Task prompt: The exercise calls for a faithful copy of all the data.
——————————
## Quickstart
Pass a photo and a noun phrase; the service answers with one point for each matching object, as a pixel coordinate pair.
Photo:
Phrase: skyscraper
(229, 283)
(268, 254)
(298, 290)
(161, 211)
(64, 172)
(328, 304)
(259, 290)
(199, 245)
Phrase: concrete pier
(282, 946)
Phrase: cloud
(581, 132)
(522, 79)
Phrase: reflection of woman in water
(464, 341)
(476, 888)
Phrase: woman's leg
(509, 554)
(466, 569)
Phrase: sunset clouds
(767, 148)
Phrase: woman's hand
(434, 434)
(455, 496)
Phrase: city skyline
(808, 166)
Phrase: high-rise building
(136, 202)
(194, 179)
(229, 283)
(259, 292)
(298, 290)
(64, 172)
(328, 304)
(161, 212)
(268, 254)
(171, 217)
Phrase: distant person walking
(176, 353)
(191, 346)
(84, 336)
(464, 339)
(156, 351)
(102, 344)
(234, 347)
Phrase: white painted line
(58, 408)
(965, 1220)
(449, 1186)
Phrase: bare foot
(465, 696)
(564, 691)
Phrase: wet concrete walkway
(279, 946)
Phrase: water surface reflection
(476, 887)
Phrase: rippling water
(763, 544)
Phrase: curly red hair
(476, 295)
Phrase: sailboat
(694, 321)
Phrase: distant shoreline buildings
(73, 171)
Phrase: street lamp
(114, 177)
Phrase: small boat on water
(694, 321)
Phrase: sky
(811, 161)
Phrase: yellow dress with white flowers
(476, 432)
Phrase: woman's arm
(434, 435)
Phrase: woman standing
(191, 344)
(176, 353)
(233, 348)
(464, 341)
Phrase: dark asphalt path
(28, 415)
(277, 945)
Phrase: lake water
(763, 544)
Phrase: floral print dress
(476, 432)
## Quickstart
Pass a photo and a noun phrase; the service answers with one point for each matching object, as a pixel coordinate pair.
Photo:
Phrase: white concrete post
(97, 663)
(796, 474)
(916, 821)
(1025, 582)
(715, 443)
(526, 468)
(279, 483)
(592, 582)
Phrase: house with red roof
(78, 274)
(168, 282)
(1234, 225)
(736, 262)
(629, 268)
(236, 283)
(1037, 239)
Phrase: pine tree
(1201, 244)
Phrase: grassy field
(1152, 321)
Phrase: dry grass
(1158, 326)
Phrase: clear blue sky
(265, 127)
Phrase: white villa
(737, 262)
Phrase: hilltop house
——————————
Output of the exercise:
## Quickstart
Pass a photo and a noun phrase; the service answers with one point for each matching object, as a pixel coordinate pair.
Photo:
Phrase: skyscraper
(229, 283)
(268, 254)
(298, 290)
(161, 211)
(64, 172)
(328, 304)
(259, 290)
(199, 245)
Phrase: concrete pier
(282, 946)
Phrase: cloud
(581, 132)
(522, 79)
Phrase: reflection of woman in water
(464, 341)
(476, 888)
Phrase: woman's leg
(509, 554)
(466, 569)
Phrase: sunset clouds
(767, 148)
Phrase: woman's hand
(434, 434)
(455, 496)
Phrase: city skyline
(808, 166)
Phrase: high-rise building
(136, 202)
(194, 179)
(229, 283)
(259, 292)
(298, 290)
(64, 172)
(328, 304)
(161, 212)
(268, 254)
(171, 217)
Phrase: distant person walking
(176, 353)
(191, 346)
(84, 336)
(464, 339)
(156, 351)
(102, 344)
(234, 347)
Phrase: white painted line
(58, 408)
(965, 1220)
(449, 1186)
Phrase: bare foot
(465, 696)
(564, 691)
Phrase: wet concrete walkway
(279, 946)
Phrase: water surface reflection
(476, 887)
Phrase: rippling water
(763, 544)
Phrase: curly red hair
(476, 295)
Phrase: sailboat
(694, 321)
Phrase: distant shoreline buildings
(73, 171)
Phrase: street lamp
(114, 177)
Phrase: small boat on water
(694, 321)
Phrase: sky
(811, 161)
Phrase: yellow dress with white flowers
(476, 432)
Phrase: woman's arm
(434, 435)
Phrase: woman standing
(191, 344)
(176, 353)
(233, 348)
(464, 341)
Phrase: dark asphalt path
(28, 415)
(277, 945)
Phrase: lake water
(763, 544)
Phrase: floral print dress
(476, 432)
## Quickstart
Pass a photo and a noun phrase; the service answers with one point for each matching object, as a pixel coordinate pair.
Photo:
Phrase: white concrete post
(97, 663)
(796, 474)
(916, 821)
(1025, 582)
(715, 443)
(526, 468)
(279, 483)
(592, 582)
Phrase: house with red roof
(78, 274)
(168, 282)
(1234, 225)
(736, 262)
(629, 268)
(236, 283)
(1037, 239)
Phrase: pine tree
(1201, 244)
Phrase: grassy field
(1152, 321)
Phrase: dry grass
(1158, 326)
Phrase: clear blue sky
(265, 127)
Phrase: white villa
(737, 262)
Phrase: hilltop house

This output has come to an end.